1. Gemeinsames Sorgerecht beider Eltern
Das Recht der elterlichen Sorge steht verheirateten Eltern kraft Gesetzes gemeinsam zu. Gerichtliche Entscheidungen über das Sorgerecht sind nur im Falle einer Trennung oder Scheidung praxisrelevant (s.u. S. 859).
Bei nicht verheirateten Eltern stellt sich erst einmal die Frage, ob gemeinsame elterliche Sorge hinsichtlich der gemeinsamen Kinder besteht bzw. wie diese begründet werden kann (s.u. S. 864). Trennen sich die unverheirateten Eltern, gilt ein bestehendes gemeinsames Sorgerecht ebenfalls fort. Aber auch hier kann eine gerichtliche Entscheidung über das Sorgerecht erforderlich werden.

_ _ _ _ _ _ _

## [SCHRIFTLICHE AUFGABE 1]
Zeige jede Zeile der Datensätze, in der die Zeichenfolge „vertical“ vorkommt. Groß- und Kleinschreibung sind dabei zu beachten.

_ _ _ _ _ _ _

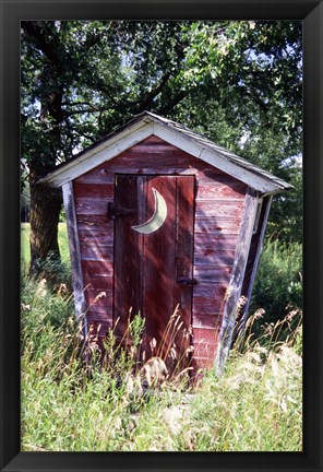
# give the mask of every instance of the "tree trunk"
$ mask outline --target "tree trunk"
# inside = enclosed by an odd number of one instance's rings
[[[47,257],[60,261],[58,222],[61,204],[60,189],[35,184],[31,178],[31,273],[33,275],[38,275],[44,270],[41,262]]]

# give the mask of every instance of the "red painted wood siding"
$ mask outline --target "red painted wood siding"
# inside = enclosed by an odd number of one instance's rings
[[[87,318],[101,323],[103,334],[112,323],[113,222],[107,206],[113,201],[115,174],[195,176],[193,340],[198,363],[211,365],[247,186],[157,137],[74,180]],[[205,339],[212,349],[201,347]]]

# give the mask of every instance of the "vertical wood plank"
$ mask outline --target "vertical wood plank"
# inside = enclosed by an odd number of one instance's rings
[[[194,252],[194,176],[176,178],[176,239],[175,239],[175,286],[174,302],[179,306],[181,329],[176,337],[179,358],[178,368],[183,369],[191,361],[188,349],[191,344],[193,285],[182,284],[182,280],[193,280]]]
[[[227,291],[227,298],[224,305],[219,343],[215,357],[215,369],[218,375],[222,375],[224,371],[225,363],[230,350],[231,339],[236,323],[237,304],[239,302],[242,290],[242,283],[252,238],[252,229],[256,214],[256,191],[248,188],[244,200],[241,227],[237,243],[235,262]]]
[[[72,268],[72,284],[74,294],[75,317],[82,323],[84,335],[87,334],[86,302],[84,296],[84,283],[81,266],[81,251],[75,213],[73,184],[67,182],[62,186],[63,203],[67,214],[67,226],[70,246],[70,259]]]
[[[262,251],[262,245],[263,245],[263,239],[264,239],[264,235],[265,235],[265,231],[266,231],[266,226],[267,226],[267,221],[268,221],[270,210],[271,210],[271,205],[272,205],[272,200],[273,200],[273,197],[266,197],[264,199],[264,203],[263,203],[263,204],[265,204],[265,210],[264,210],[264,214],[263,214],[262,221],[260,222],[261,228],[260,228],[260,233],[258,235],[256,251],[255,251],[255,256],[254,256],[254,259],[253,259],[252,272],[251,272],[250,281],[249,281],[249,284],[248,284],[248,290],[247,290],[247,293],[246,293],[247,304],[246,304],[246,306],[243,308],[242,328],[244,328],[244,324],[246,324],[246,316],[248,314],[248,308],[249,308],[249,305],[250,305],[250,298],[251,298],[251,294],[252,294],[252,288],[253,288],[253,283],[254,283],[256,270],[258,270],[260,255],[261,255],[261,251]]]
[[[142,236],[131,228],[137,224],[137,177],[116,175],[115,204],[130,212],[121,212],[115,219],[113,324],[117,323],[117,338],[123,337],[129,318],[142,311]]]
[[[165,199],[167,217],[158,231],[144,235],[144,316],[146,322],[146,354],[149,357],[154,352],[151,349],[153,339],[157,342],[160,356],[167,354],[168,340],[163,342],[167,323],[175,310],[175,231],[176,231],[176,178],[158,176],[147,177],[146,219],[154,212],[155,188]],[[165,339],[165,337],[164,337]]]

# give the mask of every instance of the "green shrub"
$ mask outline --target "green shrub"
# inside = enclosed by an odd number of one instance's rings
[[[302,247],[267,240],[261,253],[249,312],[265,310],[267,322],[302,308]]]

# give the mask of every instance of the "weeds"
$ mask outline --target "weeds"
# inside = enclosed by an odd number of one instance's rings
[[[176,339],[177,319],[166,330],[168,339]],[[262,326],[259,338],[255,322]],[[184,376],[163,378],[145,391],[147,375],[134,368],[144,330],[139,316],[127,334],[132,352],[120,351],[111,332],[106,368],[93,345],[84,369],[85,344],[71,296],[51,291],[44,280],[24,279],[22,450],[300,451],[301,326],[299,310],[274,324],[259,311],[222,378],[206,371],[199,388],[189,387]],[[283,330],[289,330],[284,341]]]

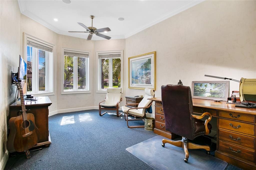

_ _ _ _ _ _ _

## [SCHRIFTLICHE AUFGABE 2]
Ändere im Text zum Sorgerecht den Abschnitt von „1. Gemeinsames Sorgerecht“ bis „(s.u. S. 859).“, indem du „kraft Gesetzes“ durch „von Gesetzes wegen“ ersetzt.

## [VOLLSTÄNDIGE AUSGABE 1]
# give the mask of every instance of the "vertical wood plank"
$ mask outline --target "vertical wood plank"

## [VOLLSTÄNDIGE AUSGABE 2]
1. Gemeinsames Sorgerecht beider Eltern
Das Recht der elterlichen Sorge steht verheirateten Eltern von Gesetzes wegen gemeinsam zu. Gerichtliche Entscheidungen über das Sorgerecht sind nur im Falle einer Trennung oder Scheidung praxisrelevant (s.u. S. 859).